Directions for this task
Rewrite the lines from the one containing "the eroded stone" through the final line, including both of those lines and the requests among them. Shift every x and y coordinate in the answer points by adding 97.

Given data
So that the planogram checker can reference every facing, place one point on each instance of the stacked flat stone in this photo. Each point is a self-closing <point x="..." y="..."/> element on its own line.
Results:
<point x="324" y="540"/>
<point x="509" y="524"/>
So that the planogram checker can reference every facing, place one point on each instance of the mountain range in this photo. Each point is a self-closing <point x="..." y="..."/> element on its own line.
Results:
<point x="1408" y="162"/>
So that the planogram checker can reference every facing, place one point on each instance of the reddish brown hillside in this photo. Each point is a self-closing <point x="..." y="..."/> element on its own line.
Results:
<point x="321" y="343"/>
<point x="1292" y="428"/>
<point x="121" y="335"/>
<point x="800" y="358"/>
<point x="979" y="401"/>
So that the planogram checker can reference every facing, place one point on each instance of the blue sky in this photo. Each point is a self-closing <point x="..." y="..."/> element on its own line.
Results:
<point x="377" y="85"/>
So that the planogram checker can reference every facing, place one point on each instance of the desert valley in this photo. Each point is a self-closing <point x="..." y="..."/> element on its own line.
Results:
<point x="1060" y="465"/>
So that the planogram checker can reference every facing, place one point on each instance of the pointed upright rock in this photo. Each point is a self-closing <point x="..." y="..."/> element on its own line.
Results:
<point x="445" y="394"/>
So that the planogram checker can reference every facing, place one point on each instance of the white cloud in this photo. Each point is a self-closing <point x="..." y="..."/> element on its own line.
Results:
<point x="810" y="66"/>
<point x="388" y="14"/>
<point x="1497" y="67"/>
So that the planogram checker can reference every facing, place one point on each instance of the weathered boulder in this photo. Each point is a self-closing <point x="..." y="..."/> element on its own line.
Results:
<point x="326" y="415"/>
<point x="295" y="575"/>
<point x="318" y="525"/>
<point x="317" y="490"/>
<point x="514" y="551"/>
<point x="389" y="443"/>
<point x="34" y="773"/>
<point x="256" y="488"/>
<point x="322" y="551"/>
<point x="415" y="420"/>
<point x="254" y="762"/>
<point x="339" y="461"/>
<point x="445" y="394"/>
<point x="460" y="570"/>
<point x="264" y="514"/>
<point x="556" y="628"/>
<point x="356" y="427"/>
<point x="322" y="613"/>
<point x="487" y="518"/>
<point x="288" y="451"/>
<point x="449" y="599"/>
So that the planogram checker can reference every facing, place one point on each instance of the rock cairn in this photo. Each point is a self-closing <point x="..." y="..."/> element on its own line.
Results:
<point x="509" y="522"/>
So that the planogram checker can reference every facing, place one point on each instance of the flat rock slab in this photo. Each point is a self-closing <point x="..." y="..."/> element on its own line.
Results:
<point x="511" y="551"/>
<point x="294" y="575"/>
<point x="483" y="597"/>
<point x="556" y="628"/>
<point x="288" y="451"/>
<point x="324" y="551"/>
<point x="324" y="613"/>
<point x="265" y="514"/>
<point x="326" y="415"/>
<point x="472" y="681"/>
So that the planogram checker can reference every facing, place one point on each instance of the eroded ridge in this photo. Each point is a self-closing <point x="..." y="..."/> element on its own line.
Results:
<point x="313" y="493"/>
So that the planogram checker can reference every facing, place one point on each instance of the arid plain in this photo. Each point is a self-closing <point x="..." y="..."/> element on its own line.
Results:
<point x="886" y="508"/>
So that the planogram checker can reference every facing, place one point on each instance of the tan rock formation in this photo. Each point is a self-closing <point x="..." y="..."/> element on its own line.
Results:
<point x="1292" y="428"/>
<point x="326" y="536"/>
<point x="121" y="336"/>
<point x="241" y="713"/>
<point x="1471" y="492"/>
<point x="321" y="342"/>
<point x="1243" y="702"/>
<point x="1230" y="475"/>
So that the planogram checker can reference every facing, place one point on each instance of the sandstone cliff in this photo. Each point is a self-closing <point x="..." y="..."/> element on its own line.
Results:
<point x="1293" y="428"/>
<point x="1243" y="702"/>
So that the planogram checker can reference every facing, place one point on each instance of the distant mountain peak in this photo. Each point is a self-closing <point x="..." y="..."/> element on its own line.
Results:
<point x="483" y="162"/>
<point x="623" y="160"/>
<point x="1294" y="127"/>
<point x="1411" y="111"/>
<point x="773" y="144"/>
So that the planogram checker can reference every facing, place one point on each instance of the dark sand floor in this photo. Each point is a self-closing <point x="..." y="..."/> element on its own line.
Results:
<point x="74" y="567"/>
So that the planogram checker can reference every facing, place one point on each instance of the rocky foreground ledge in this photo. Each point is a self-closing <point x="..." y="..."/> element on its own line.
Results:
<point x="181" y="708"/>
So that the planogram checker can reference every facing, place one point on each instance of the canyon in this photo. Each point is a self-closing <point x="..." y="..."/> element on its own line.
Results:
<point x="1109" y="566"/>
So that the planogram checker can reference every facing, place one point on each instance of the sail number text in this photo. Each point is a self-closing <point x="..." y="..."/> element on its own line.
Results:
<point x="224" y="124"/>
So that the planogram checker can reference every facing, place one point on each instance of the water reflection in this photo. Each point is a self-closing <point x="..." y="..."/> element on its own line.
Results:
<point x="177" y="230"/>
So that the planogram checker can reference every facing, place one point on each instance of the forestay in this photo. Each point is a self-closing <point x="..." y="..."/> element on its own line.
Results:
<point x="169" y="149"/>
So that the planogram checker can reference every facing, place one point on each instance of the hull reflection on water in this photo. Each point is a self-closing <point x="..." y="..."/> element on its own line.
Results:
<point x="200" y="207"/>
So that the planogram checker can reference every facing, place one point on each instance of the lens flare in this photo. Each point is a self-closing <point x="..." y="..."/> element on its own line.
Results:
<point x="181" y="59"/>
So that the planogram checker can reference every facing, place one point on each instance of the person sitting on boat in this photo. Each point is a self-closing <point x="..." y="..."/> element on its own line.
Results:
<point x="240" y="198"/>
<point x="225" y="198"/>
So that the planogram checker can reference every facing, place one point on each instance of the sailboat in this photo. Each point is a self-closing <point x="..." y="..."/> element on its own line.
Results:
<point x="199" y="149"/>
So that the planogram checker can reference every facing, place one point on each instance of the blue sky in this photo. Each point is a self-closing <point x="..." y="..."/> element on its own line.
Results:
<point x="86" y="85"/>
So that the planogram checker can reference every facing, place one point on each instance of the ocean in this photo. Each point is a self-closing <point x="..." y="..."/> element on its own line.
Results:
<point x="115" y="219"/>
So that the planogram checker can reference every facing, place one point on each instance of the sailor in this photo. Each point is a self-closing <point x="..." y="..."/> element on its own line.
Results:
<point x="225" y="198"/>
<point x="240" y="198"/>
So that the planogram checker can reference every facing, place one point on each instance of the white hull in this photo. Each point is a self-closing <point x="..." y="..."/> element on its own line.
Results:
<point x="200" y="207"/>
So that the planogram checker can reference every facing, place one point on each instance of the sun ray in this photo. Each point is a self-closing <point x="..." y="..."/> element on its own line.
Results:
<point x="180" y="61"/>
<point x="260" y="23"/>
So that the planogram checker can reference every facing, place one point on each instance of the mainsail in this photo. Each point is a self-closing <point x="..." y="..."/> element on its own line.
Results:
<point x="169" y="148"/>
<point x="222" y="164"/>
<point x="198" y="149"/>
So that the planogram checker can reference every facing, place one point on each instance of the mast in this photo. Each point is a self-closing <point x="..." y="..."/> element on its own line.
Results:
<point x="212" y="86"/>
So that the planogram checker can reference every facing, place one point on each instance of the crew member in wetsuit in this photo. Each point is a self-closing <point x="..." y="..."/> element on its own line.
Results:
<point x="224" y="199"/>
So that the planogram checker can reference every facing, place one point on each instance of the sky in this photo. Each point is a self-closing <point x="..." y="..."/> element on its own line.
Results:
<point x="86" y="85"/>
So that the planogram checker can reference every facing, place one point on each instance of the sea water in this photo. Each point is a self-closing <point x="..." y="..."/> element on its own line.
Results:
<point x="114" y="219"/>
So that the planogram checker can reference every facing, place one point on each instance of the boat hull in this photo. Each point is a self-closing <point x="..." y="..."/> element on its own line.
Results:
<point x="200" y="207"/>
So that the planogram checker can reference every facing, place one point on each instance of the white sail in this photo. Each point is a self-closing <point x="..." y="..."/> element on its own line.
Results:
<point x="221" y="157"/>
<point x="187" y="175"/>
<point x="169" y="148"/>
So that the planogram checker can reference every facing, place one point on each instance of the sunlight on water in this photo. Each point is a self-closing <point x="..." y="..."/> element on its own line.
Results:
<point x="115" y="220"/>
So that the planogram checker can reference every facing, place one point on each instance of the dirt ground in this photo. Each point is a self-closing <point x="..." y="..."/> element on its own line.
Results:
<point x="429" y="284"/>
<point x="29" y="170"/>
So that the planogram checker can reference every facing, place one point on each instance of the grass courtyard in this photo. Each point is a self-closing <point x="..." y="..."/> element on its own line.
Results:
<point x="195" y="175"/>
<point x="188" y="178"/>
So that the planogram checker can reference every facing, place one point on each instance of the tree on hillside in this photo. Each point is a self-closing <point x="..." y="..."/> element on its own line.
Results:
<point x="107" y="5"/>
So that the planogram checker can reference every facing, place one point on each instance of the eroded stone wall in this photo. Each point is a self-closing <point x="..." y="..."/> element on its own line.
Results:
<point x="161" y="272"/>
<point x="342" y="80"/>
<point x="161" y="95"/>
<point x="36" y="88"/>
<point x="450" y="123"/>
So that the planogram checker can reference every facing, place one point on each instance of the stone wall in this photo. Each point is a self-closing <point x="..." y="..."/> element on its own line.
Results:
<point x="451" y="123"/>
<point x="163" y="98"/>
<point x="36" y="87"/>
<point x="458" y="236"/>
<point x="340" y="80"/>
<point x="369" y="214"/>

Answer to the task
So that the planogram checker can reference every facing, place one point on each instance of the eroded stone wall in this photo. Each point is a self-closing <point x="..." y="..."/> element on its own line.
Results:
<point x="258" y="369"/>
<point x="439" y="177"/>
<point x="258" y="192"/>
<point x="133" y="185"/>
<point x="547" y="220"/>
So that the planogram checker can reference every facing, place one point on each instance of the stone wall in this photo. Each point is a self-closing <point x="..." y="..."/> element on its own line.
Results:
<point x="548" y="220"/>
<point x="260" y="195"/>
<point x="133" y="184"/>
<point x="555" y="333"/>
<point x="437" y="177"/>
<point x="466" y="311"/>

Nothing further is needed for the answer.